> [Tarefas]
a – Traduza para o inglês esta frase da reportagem sobre a queda do articulador de Lula: "No governo Lula, Waldomiro era o responsável pela negociação direta com os parlamentares para, por exemplo, a liberação de emendas."
b – Reescreva o trecho da reportagem sobre a queda do articulador de Lula que começa em "DA SUCURSAL DE" e vai até "dar uma resposta.". Substitua "Polícia Federal" por "Procuradoria-Geral da República".
c – Prossiga a reportagem sobre a suspeita de propina envolvendo o assessor de José Dirceu a partir da última frase apresentada.

> [Trecho do texto]
%%

Articulador de Lula cai por suspeita de propina

DA SUCURSAL DE BRASÍLIA

A acusação de que um dos principais homens de confiança do ministro José Dirceu (Casa Civil) negociava com bicheiros o favorecimento em concorrências, em troca de propinas e contribuições para campanhas eleitorais, gerou a maior crise até agora no governo de Luiz Inácio Lula da Silva.
O presidente mandou exonerar o funcionário e a Polícia Federal abriu inquérito para apurar o caso, numa tentativa de minimizar o seu impacto político -no Congresso Nacional, já foi pedida uma CPI e o afastamento de José Dirceu do governo federal.
A notícia de que o subchefe de Assuntos Parlamentares da Presidência da República, Waldomiro Diniz, ligado a Dirceu e seu assessor direto até o começo do ano, cobrava propina para si e para campanhas do PT, revelada pela edição de ontem da revista "Época", fez o governo se apressar em dar uma resposta.
No governo Lula, Waldomiro era o responsável pela negociação direta com os parlamentares para, por exemplo, a liberação de emendas. Tem longa história de trabalho a serviço de Dirceu e de gestões do PT.
Assumiu o posto na Casa Civil no início da gestão Lula. Com a reforma ministerial do mês passado, seu cargo passou a ser subordinado à Secretaria de Coordenação Política e Assuntos Institucionais, de Aldo Rebelo (PC do B).
A "Época" trouxe a transcrição de um vídeo em que Waldomiro negocia com o empresário do jogo Carlos Augusto Ramos, o Carlinhos Cachoeira, dinheiro para campanha eleitoral de 2002. Uma parte do dinheiro seria destinada para o próprio Waldomiro.
O vídeo, segundo a revista, foi gravado por Carlinhos Cachoeira em 2002. Na época, Waldomiro presidia a Loterj (Loteria do Estado do Rio de Janeiro). A fita chegou às mãos do senador Antero Paes de Barros (PSDB-MT), que a repassou ao Ministério Público.
Na conversa gravada com o empresário, que seria bicheiro, Waldomiro acerta contribuições mensais de R$ 150 mil para Benedita da Silva (PT) e Rosinha Matheus (hoje no PMDB), ambas candidatas à época ao governo do Rio. Rosinha, que se elegeu, disse ontem que Waldomiro não tinha autorização para falar em nome dela e que vai processá-lo. Benedita disse, por meio de sua assessoria, que não comentaria o caso.

%%

> [Itens]
%%

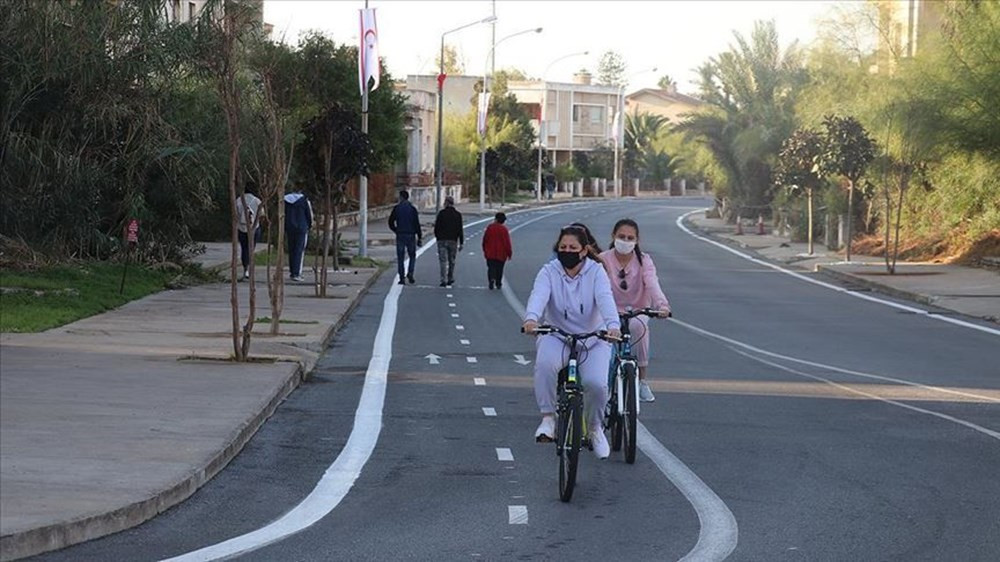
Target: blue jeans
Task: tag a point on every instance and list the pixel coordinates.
(406, 244)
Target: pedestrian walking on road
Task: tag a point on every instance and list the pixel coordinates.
(450, 237)
(249, 214)
(635, 285)
(573, 293)
(404, 220)
(497, 250)
(298, 221)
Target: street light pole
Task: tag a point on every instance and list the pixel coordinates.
(482, 150)
(541, 117)
(438, 166)
(620, 128)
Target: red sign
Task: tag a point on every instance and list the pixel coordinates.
(132, 231)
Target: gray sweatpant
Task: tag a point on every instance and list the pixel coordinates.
(447, 250)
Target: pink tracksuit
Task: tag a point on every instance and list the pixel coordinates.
(575, 304)
(643, 290)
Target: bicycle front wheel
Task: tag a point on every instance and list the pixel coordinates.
(569, 433)
(631, 417)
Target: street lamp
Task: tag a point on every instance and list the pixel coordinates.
(620, 132)
(541, 115)
(482, 151)
(441, 77)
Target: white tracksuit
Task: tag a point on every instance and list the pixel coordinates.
(575, 304)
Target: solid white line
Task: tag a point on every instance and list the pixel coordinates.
(749, 347)
(919, 311)
(718, 533)
(341, 475)
(517, 514)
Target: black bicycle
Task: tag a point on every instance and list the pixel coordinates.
(570, 424)
(622, 413)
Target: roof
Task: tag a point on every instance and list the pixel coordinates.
(667, 96)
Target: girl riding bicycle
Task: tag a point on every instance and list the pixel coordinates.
(635, 285)
(573, 293)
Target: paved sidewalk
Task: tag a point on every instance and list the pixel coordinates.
(110, 420)
(970, 291)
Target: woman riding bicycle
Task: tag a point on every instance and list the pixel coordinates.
(572, 292)
(635, 285)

%%

> [Resultados finais]
a – In the Lula government, Waldomiro was responsible for negotiating directly with members of Congress on matters such as, for example, the release of amendments.

b –
DA SUCURSAL DE BRASÍLIA

A acusação de que um dos principais homens de confiança do ministro José Dirceu (Casa Civil) negociava com bicheiros o favorecimento em concorrências, em troca de propinas e contribuições para campanhas eleitorais, gerou a maior crise até agora no governo de Luiz Inácio Lula da Silva.
O presidente mandou exonerar o funcionário e a Procuradoria-Geral da República abriu inquérito para apurar o caso, numa tentativa de minimizar o seu impacto político -no Congresso Nacional, já foi pedida uma CPI e o afastamento de José Dirceu do governo federal.
A notícia de que o subchefe de Assuntos Parlamentares da Presidência da República, Waldomiro Diniz, ligado a Dirceu e seu assessor direto até o começo do ano, cobrava propina para si e para campanhas do PT, revelada pela edição de ontem da revista "Época", fez o governo se apressar em dar uma resposta.

c –
Investigação
A pedido do ministro da Justiça, Márcio Thomaz Bastos, a Polícia Federal abriu ontem um inquérito para investigar a suposta cobrança de propina. O ministro também solicitou à Procuradoria Geral da República a indicação de um procurador para acompanhar as apurações. O delegado de classe especial Antonio Cesar Fernandes Nunes vai presidir o inquérito. Na PF desde 1978, ele já foi responsável pelas áreas de entorpecentes, polícia judiciária e crime organizado na Bahia.
Segundo os ministros Aldo Rebelo (Coordenação Política) e Thomaz Bastos, escalados por Lula para falar em nome do governo logo pela manhã, o próprio Waldomiro procurou a Presidência para anunciar seu pedido de exoneração, que deve ser publicado na segunda-feira no "Diário Oficial" da União. Mas o governo já havia decidido demiti-lo.
Dirceu, que nomeou Waldomiro em janeiro de 2003, não se pronunciou ontem sobre o caso. Segundo sua assessoria, ele passou o dia no Rio, onde, à noite, participou de evento em comemoração dos 24 anos do PT.
A Folha ligou para o celular de Waldomiro ontem durante o dia, mas ele não atendeu. O jornal também não conseguiu localizou Carlinhos Cachoeira.

Comissão
Durante o diálogo, publicado pela revista, Waldomiro diz para o empresário: "Quero 1% pra mim". Mais à frente, questiona o bicheiro se ele aceita: "Tá fechado?". Carlinhos Cachoeira responde: "Fechado". Em troca, Waldomiro prometeria benefícios ao bicheiro em uma concorrência pública.
Além desta fita, o Ministério Público possui outra, gravada no aeroporto de Brasília pelo sistema de segurança no dia 5 de maio de 2002. Nela está registrado um encontro entre Cachoeira e Waldomiro, que carregava uma sacola branca e se dirigia ao embarque.
Na quinta-feira, Waldomiro falou com a revista. Reconheceu que esteve com o bicheiro e diz que ele queria ajudar as candidatas Rosinha Matheus e Benedita da Silva. Afirmou ainda que Carlinhos Cachoeira fez uma contribuição para a campanha do candidato do PT ao governo do Distrito Federal em 2002, Geraldo Magela. Dinheiro que Waldomiro diz ter entregue ao comitê de Magela -que nega a história. O ex-subchefe disse que negociava recursos para um ex-assessor, o publicitário Armando Dile, que morreu em dezembro de 2002.
O encontro gravado entre Waldomiro e Carlinhos Cachoeira ocorreu numa das empresas que o bicheiro tem no Rio. Segundo a revista, quando os dois discutiam cifras e contribuições de campanha, eles escreviam os nomes de supostos beneficiados em uma folha de papel. Rasgada ao final da conversa por Waldomiro, que guardou os pedaços no bolso.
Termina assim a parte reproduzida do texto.